_What is needed:_ Return every line of the material below that contains the string "stone", treating uppercase and lowercase letters as different.

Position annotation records
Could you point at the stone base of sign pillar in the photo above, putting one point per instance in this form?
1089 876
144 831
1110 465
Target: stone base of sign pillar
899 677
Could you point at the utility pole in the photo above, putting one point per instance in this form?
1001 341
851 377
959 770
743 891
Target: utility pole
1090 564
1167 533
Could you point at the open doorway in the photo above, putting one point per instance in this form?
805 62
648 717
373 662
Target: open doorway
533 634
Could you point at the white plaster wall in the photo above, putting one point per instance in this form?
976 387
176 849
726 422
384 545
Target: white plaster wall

--

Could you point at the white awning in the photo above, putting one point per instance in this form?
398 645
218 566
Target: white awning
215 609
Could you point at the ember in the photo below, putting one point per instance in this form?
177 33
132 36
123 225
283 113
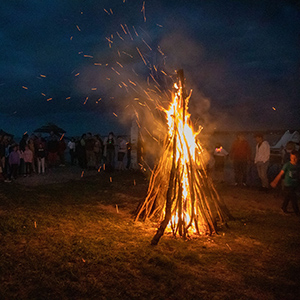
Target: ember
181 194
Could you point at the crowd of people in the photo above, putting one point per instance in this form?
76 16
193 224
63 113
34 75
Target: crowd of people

_Final result:_
Could you point at the stone base of sign pillar in the photo above, putting one point per instance in this form?
Target: stone base of sign pillar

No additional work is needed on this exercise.